▸ **Exercise**:
Turn the lines below into a numbered list, leaving out any blank lines. Don't include the picture in your answer.

▸ **Input records**:
========================================================================
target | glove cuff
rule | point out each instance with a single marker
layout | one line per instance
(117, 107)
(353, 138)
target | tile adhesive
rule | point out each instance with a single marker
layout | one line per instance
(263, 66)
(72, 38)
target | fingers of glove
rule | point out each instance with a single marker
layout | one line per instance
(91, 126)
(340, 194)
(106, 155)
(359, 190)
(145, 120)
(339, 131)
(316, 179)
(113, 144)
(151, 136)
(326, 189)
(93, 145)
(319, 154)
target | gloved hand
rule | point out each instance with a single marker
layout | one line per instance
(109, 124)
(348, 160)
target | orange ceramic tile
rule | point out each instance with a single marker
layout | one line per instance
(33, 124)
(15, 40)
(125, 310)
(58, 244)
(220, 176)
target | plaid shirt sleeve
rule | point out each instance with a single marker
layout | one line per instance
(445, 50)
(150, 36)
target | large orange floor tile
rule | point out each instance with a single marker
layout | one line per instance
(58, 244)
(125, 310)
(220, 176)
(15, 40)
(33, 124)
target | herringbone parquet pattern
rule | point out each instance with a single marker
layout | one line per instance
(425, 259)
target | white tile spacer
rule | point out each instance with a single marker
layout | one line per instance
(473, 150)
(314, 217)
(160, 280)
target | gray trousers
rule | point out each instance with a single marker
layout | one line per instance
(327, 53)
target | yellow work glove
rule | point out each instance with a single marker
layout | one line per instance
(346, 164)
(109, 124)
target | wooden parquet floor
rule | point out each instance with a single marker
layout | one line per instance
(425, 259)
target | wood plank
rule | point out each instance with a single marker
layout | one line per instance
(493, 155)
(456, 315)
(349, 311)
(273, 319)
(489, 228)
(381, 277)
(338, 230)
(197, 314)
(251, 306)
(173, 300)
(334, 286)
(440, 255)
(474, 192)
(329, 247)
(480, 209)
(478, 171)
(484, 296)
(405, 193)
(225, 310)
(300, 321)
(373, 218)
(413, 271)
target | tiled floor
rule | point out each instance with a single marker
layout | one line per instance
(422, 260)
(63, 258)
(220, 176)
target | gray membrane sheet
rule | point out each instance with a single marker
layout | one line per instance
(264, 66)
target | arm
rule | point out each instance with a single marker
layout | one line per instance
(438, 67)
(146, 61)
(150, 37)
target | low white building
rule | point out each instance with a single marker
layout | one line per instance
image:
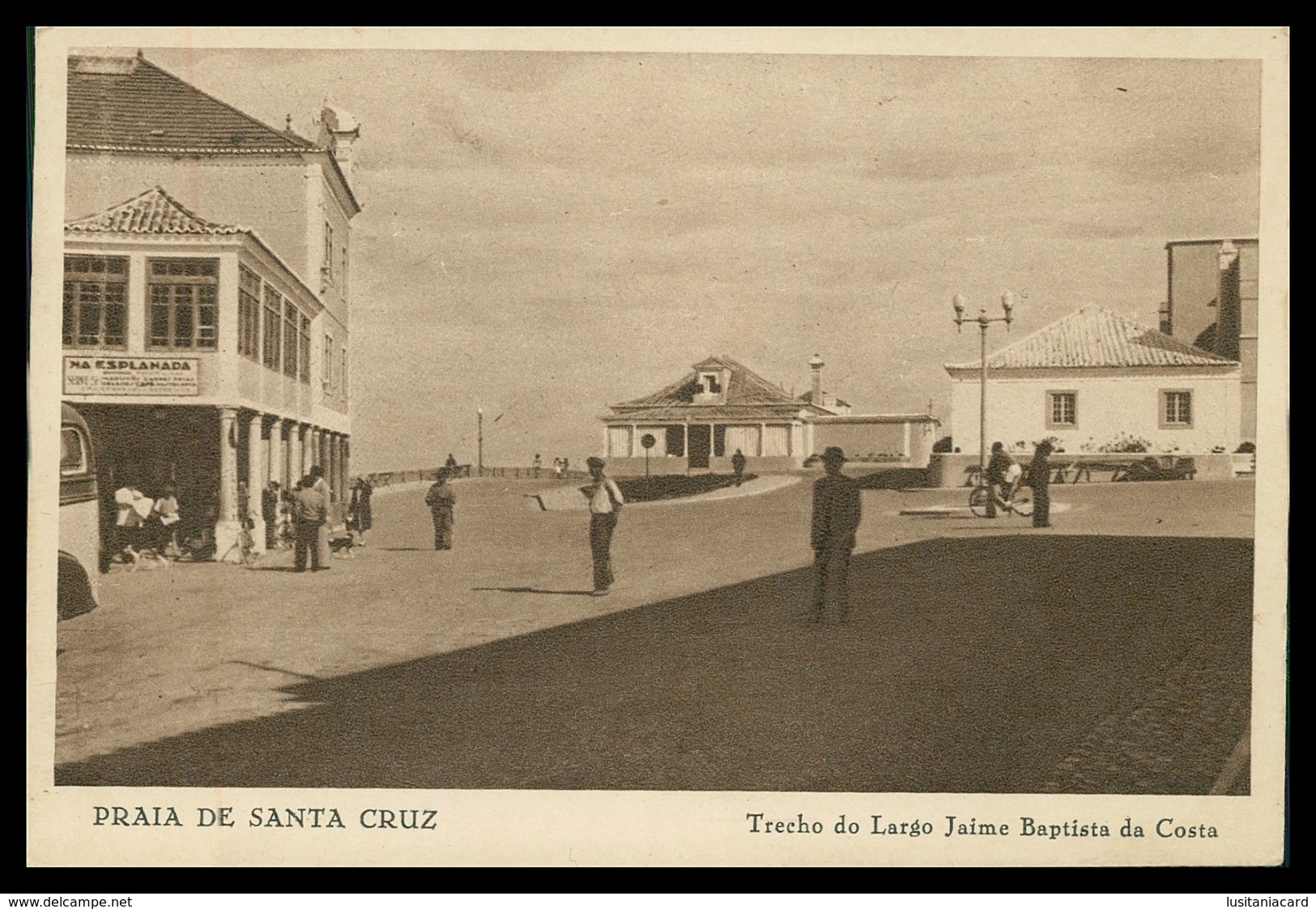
========================================================================
▸ **Finished exercise**:
1. target | glove cuff
2. rule | point out each instance with a single marker
3. layout | one line per instance
4. (117, 107)
5. (353, 138)
6. target | tile adhesive
7. rule | point out each instance with a single marker
8. layout | one line per instance
9. (263, 66)
10. (72, 38)
11. target | fingers of glove
12. rule | point out each instance with a single marker
13. layout | one line per instance
14. (91, 126)
15. (340, 194)
16. (106, 155)
17. (359, 190)
18. (145, 120)
19. (339, 131)
20. (316, 179)
21. (113, 144)
22. (151, 136)
23. (326, 189)
24. (93, 145)
25. (319, 154)
26. target | gloved hand
27. rule | point out each instance with a single marker
28. layout | one line per instance
29. (109, 124)
30. (348, 160)
31. target | orange ceramic tile
32. rule | point out each instance with a single marker
33. layout | one line per instance
34. (33, 124)
35. (15, 40)
36. (125, 310)
37. (58, 244)
38. (220, 176)
39. target | plaid shirt sleeve
40. rule | point out each instance with a single marker
41. layout | one line per instance
42. (445, 50)
43. (150, 36)
44. target | large orange floor tile
45. rule | point out each instance with a single marker
46. layout | one line per instance
47. (58, 244)
48. (125, 310)
49. (220, 176)
50. (15, 40)
51. (33, 124)
52. target | herringbone parquet pattern
53. rule | point out each instance with a single marker
54. layout | one line per instance
55. (425, 259)
56. target | white tile spacer
57. rule | point out each instance with a single marker
58. layout | one line per instance
59. (473, 150)
60. (314, 217)
61. (160, 280)
62. target | gray trousers
63. rule | point out each instance with a single marker
64. layout | one line per instance
65. (327, 53)
66. target | yellow work glove
67. rule | point out each instance with a single marker
68. layout | one line per instance
69. (346, 164)
70. (109, 124)
71. target | wooden parquet floor
72. rule | point out each instance with a single marker
73. layout | one line per instance
74. (425, 259)
75. target | wood plank
76. rule | point out each instance with a single marker
77. layout | one line per instance
78. (493, 155)
79. (456, 315)
80. (349, 311)
81. (273, 319)
82. (489, 228)
83. (381, 277)
84. (338, 230)
85. (197, 314)
86. (251, 306)
87. (173, 300)
88. (334, 286)
89. (440, 255)
90. (474, 192)
91. (329, 247)
92. (480, 209)
93. (478, 171)
94. (484, 296)
95. (405, 193)
96. (225, 310)
97. (300, 321)
98. (373, 218)
99. (413, 271)
100. target | tiled floor
101. rule | point out each instance with a single marker
102. layout | one line per instance
103. (422, 260)
104. (63, 258)
105. (220, 176)
106. target | gray membrane sheet
107. rule | point out each instance with a single marker
108. layout | one line per instance
109. (264, 66)
110. target | arm
111. rule | point out each instance with a single marker
112. layout | one line per instance
113. (438, 67)
114. (146, 61)
115. (150, 37)
116. target | low white building
117. rule | point out each instance with a single marker
118. layout | one line per instance
119. image:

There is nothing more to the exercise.